Action item =
Can you transcribe the data exactly? Leave the pictures out.

[Stored items]
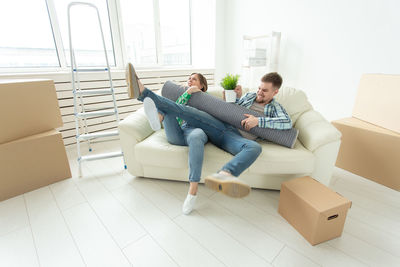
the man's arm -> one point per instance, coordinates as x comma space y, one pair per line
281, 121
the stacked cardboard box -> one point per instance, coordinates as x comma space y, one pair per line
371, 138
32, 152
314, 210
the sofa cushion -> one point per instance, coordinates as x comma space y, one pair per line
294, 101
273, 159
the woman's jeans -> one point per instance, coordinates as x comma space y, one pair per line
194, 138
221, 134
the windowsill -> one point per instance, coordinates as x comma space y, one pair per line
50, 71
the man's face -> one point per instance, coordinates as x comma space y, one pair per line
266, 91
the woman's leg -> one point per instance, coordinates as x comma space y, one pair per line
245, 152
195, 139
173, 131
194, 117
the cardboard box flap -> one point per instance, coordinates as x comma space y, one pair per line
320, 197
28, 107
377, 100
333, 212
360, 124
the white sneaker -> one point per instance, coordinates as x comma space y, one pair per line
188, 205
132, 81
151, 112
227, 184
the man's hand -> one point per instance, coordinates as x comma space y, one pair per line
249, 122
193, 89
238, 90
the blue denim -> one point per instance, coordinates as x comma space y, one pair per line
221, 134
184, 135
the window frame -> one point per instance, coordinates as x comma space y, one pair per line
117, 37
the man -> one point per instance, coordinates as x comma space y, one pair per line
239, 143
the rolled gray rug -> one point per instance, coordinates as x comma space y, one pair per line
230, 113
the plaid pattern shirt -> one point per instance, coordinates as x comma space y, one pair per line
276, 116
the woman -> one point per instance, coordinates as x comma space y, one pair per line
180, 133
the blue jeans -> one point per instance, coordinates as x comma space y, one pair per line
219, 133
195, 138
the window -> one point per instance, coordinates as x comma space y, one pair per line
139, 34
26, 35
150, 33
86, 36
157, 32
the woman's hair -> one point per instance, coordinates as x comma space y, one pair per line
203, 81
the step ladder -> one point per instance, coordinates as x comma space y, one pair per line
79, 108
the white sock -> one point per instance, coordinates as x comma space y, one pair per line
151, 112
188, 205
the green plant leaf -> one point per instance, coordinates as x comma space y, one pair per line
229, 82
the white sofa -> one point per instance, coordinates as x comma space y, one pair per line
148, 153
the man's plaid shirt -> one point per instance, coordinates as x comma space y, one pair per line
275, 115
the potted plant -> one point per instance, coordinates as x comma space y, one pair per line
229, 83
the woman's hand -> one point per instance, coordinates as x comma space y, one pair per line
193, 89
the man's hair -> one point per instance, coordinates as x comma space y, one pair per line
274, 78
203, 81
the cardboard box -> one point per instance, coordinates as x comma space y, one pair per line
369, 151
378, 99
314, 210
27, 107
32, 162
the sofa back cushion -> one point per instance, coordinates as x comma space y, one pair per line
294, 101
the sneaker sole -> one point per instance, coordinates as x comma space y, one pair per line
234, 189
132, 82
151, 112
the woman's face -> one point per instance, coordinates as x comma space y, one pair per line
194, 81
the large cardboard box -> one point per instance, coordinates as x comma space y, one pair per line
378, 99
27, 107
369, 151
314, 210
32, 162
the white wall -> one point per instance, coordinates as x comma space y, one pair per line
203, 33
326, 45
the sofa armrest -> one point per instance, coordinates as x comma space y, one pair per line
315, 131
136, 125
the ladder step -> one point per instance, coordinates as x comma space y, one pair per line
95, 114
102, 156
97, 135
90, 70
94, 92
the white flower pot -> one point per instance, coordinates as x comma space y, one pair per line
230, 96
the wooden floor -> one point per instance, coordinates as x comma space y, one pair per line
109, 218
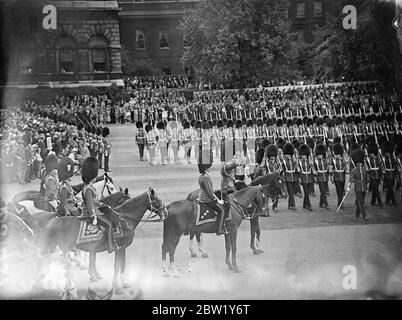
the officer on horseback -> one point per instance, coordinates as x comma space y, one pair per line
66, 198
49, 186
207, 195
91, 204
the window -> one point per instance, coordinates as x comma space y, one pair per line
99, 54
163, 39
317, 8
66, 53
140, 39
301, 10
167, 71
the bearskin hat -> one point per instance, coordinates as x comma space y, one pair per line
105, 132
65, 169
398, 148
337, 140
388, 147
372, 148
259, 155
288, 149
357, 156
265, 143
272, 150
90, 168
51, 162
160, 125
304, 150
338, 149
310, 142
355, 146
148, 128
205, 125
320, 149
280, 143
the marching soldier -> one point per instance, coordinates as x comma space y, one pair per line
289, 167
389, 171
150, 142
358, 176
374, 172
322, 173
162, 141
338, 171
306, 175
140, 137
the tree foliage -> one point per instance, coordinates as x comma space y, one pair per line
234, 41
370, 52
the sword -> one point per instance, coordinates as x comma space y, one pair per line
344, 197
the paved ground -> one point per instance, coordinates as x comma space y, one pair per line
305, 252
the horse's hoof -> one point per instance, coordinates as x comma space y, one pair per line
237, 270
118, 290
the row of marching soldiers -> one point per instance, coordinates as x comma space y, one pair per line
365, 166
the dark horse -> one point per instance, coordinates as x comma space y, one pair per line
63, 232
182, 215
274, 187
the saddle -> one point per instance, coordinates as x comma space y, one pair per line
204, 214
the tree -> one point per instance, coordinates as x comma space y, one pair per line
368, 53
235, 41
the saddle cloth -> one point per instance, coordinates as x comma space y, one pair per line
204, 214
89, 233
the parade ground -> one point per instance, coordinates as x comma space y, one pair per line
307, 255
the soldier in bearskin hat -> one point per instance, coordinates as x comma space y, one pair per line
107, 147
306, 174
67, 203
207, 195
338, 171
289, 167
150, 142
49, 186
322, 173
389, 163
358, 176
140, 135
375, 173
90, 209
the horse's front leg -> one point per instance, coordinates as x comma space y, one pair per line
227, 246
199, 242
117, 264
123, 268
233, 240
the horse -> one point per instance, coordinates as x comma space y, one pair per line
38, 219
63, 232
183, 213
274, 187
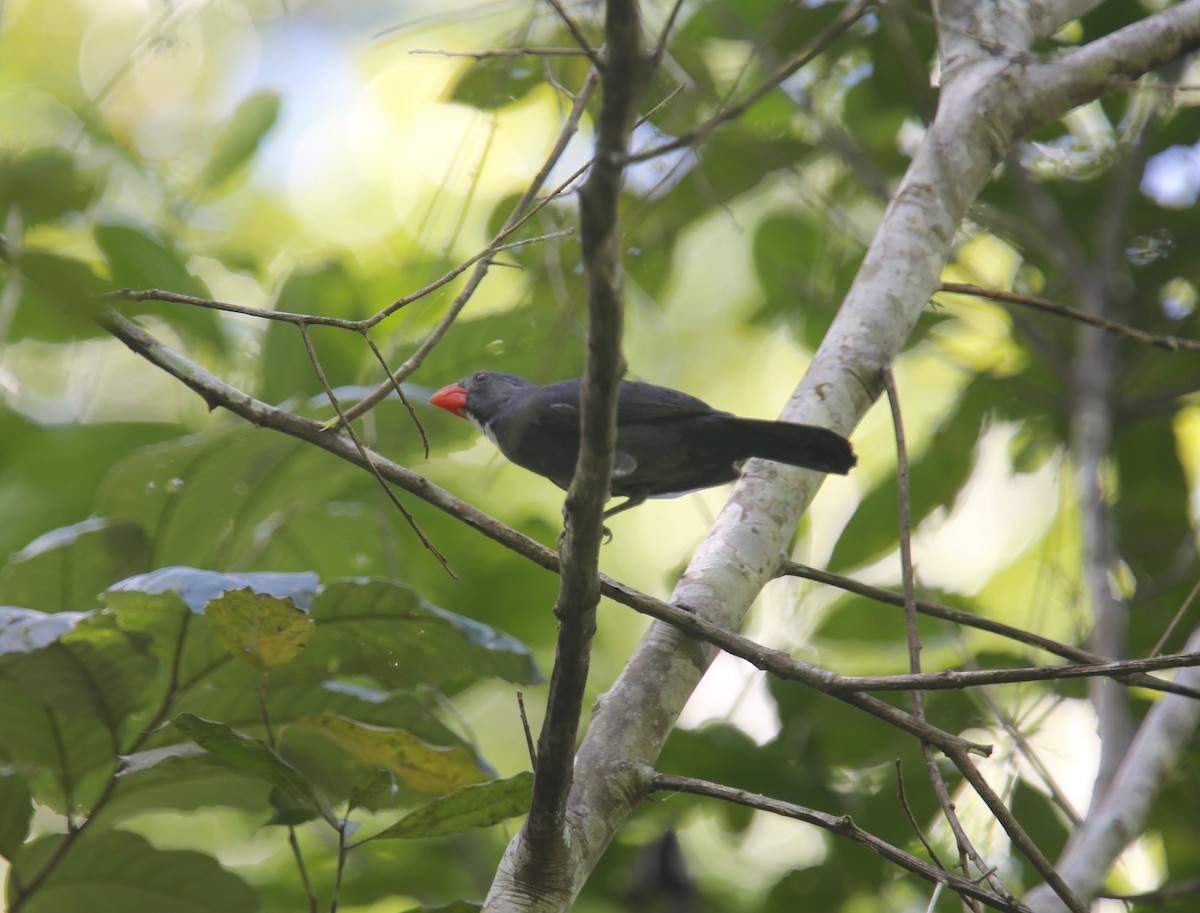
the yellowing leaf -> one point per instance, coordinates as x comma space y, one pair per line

Written response =
the man's arm -> one point per instance, coordinates as x comma space y, one pair per line
281, 121
the stacked cardboard box -> one point per instance, coordinates as x comma space y, one pair per line
371, 138
32, 152
314, 210
the sofa cushion -> one point per instance, coordinates as x comma space y, one pair per line
294, 101
273, 159
the woman's jeans -> one point per instance, coordinates as x comma space y, one pair per line
194, 138
221, 134
the windowsill -> one point per instance, coordinates as x comma space y, one pair per line
50, 71
the man's face -> one point per instance, coordinates as x comma space y, one pair per line
266, 91
the woman's leg -> one point per instance, coordinates as x comma space y, one pair per line
245, 152
195, 139
173, 131
194, 117
the cardboard box flap -> one point per instance, coordinates as x comma space y, one pair per line
320, 197
28, 107
377, 100
333, 212
360, 124
the white sneaker -> one point per instance, coordinates as x comma space y, one pair per line
188, 205
132, 81
151, 112
227, 184
the man's hand -> one point per instance, coordinates as x comma space y, one pair per line
249, 122
193, 89
238, 90
the blue denim -> one point per instance, coordinates as x comma space y, one pair per line
221, 134
184, 135
the window frame -> one point per instance, coordinates as x comma space y, one pair per line
117, 37
the man -> one point per instance, coordinates as x comma space y, one pair per line
239, 143
the rolled gray rug -> one point per instance, coordinates as x comma space y, one pair per line
230, 113
the plaid pattern shirt -> one point per instance, coordinates as x comma space y, one pair per line
276, 116
the woman -> one point per instance, coordinates as x comma space y, one pair per line
180, 133
the blue jeans -> one point per instance, coordinates as x comma space y, one pair per line
219, 133
195, 138
the window -> one point per instance, coordinates as x comma space y, one pair per line
139, 34
26, 35
150, 33
86, 36
157, 32
the woman's hair -> one point per instance, coordinates as x comma space y, one pair per line
203, 81
the step ladder -> one point per instance, coordinates as x comma space y, one pair per line
79, 108
the white sock -> one point per instance, coordinates as x comma space y, one pair per line
151, 112
188, 205
the green plant leaf -> one point per instance, coordinates as x comma space y, one pair per line
229, 82
the white sofa -> one point per instance, coordinates as x comma space y, one pair per line
148, 153
the man's plaid shirt -> one point per instance, coordinates as x comma space y, one pair per line
275, 115
the potted plant -> one point per instance, coordinates as x comma space y, one pair per line
229, 83
the woman's hand -> one point per instance, coordinates as x comma space y, one pair per line
193, 89
the man's hair -> one point per instance, coordinates as x comma space y, one pair per line
274, 78
203, 81
the cardboard box -> one point per instance, coordinates as x comma space y, one pair per line
369, 151
378, 99
314, 210
27, 107
32, 162
the sofa back cushion -> one point per instance, coordinates as x comma space y, one pair per line
294, 101
the sneaker sole -> one point per instance, coordinates as x comma space y, one pair per line
234, 189
132, 82
151, 112
the woman's face -> one point per instance, coordinates as x comma space y, one pair per line
194, 81
the large cardboard box -> one point per instance, coordinates as x comma space y, one pair per line
378, 99
27, 107
369, 151
314, 210
32, 162
the white wall -> one point per instance, coordinates as x comma space y, one pair per line
203, 33
326, 45
the sofa armrest -> one point per instance, coordinates as x comma space y, one pair per line
315, 131
136, 125
the ladder step -> one point per instance, coordinates as x comma space y, one pair per line
95, 114
102, 156
97, 135
90, 70
94, 92
the white flower pot -> one point per instance, coordinates as x comma space y, one pair per line
230, 96
the wooden floor -> one point per instance, coordinates as x comma space y, one pair per line
109, 218
the officer on horseback -> one point per instance, coordinates as x comma space y, one pair per line
66, 198
49, 186
207, 195
91, 204
the window -> one point per instance, coordinates as x comma space y, one pair per line
99, 54
163, 39
317, 8
66, 53
140, 39
301, 10
167, 71
the bearskin hat -> one point per instance, coordinates as x comma space y, one pair per line
105, 132
65, 169
398, 148
337, 140
388, 147
372, 148
259, 155
288, 149
357, 156
265, 143
272, 150
90, 168
51, 162
160, 125
304, 150
338, 149
310, 142
355, 146
148, 128
205, 125
320, 149
280, 143
the marching soldier -> one point per instance, coordinates as x comma space y, one pair per line
289, 167
389, 171
150, 142
358, 176
374, 172
322, 173
162, 141
338, 171
306, 175
140, 137
the tree foliage -> one point per instance, coordinates as x comma space y, one pair per line
234, 41
370, 52
the sword -> one point per instance, coordinates as x comma space y, one pair per line
344, 197
the paved ground -> one point per instance, coordinates as x comma space y, one pair per line
305, 252
the horse's hoof -> one point per instance, coordinates as x comma space y, one pair per line
237, 270
118, 290
the row of marching soldiers -> one point per instance, coordinates as x comma space y, one pair per line
365, 166
the dark horse -> one point per instance, coordinates as x comma space y, one pair per line
63, 232
182, 215
274, 187
the saddle -> one point per instance, coordinates as x comma space y, one pair per line
204, 214
the tree -> one point per instance, coordinates as x comma space y, one pair per line
368, 53
235, 41
the saddle cloth -> one point per instance, coordinates as x comma space y, one pair per line
204, 214
89, 233
the parade ground -> one point per instance, coordinates as x comma space y, one pair per line
307, 255
the soldier in bearskin hat -> one point per instance, coordinates as x comma space y, one pair per line
107, 147
306, 174
67, 203
207, 195
338, 171
289, 167
150, 142
49, 186
322, 173
389, 163
358, 176
140, 135
375, 173
90, 209
the horse's front leg -> one point per instance, coordinates as x comma space y, one pair per line
227, 246
199, 242
117, 264
123, 268
233, 240
the horse -> one point per instance, coordinates as x comma space y, one pair per line
38, 219
63, 232
183, 213
274, 187
the yellowing leaf -> one point per instance, coordinates as x comma space y, one pair per line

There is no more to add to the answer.